Data extracted from a collection:
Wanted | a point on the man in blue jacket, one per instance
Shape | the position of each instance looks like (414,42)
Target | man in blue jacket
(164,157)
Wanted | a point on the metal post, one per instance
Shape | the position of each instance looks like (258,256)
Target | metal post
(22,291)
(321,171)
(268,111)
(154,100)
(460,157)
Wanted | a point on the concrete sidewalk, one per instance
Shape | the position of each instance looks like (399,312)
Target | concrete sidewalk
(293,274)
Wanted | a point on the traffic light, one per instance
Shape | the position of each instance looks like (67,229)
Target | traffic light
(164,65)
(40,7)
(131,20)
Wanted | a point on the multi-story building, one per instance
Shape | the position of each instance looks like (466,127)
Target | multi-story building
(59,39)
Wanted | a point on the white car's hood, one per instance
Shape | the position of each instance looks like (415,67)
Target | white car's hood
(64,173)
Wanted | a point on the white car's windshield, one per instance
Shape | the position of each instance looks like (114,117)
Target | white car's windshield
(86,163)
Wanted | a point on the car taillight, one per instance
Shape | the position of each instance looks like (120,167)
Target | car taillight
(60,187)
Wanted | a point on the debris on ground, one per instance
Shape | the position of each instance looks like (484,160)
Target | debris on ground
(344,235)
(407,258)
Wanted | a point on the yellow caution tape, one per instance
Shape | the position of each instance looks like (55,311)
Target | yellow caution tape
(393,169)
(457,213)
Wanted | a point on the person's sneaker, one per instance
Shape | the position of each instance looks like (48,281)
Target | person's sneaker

Action item:
Each line above must be output exactly as it stands.

Solved problem:
Wanted | a point on the man in blue jacket, one per instance
Shape | the position of each instance looks like (414,42)
Target | man in blue jacket
(164,157)
Wanted | a point on the metal post, one per instance
Shape | the position of each instance looks like (258,256)
Target | metal post
(22,291)
(321,171)
(268,111)
(154,100)
(460,157)
Wanted | a point on the concrete sidewalk, one per instance
Shape | the position of each instance looks like (399,312)
Target | concrete sidewalk
(293,274)
Wanted | a point on the traffic light, one per instance
Shape | the position of each instance looks like (67,229)
Target | traffic light
(164,65)
(40,7)
(131,20)
Wanted | a point on the multi-story building, one per instance
Shape | the position of each instance looks like (466,127)
Target | multi-story building
(59,39)
Wanted | a point on the white car's hood, one per instance
Shape | the position of each instance looks like (415,67)
Target | white car's hood
(64,173)
Wanted | a point on the white car's windshield, one per instance
Shape | the position of each instance looks like (114,117)
Target | white car's windshield
(86,163)
Wanted | a point on the car taillight, one per instance
Shape | the position of each instance looks like (120,167)
Target | car taillight
(60,187)
Wanted | a point on the debris on ground, one per instance
Shape | the position of each instance looks like (484,160)
Target | debris on ground
(344,235)
(407,258)
Wanted | a point on the yellow caution tape, one per instance
Shape | the position of each instance looks like (55,311)
Target | yellow caution tape
(393,169)
(457,213)
Wanted | a point on the person's sneaker, one per instance
Shape | the position of each instance looks like (48,281)
Target | person's sneaker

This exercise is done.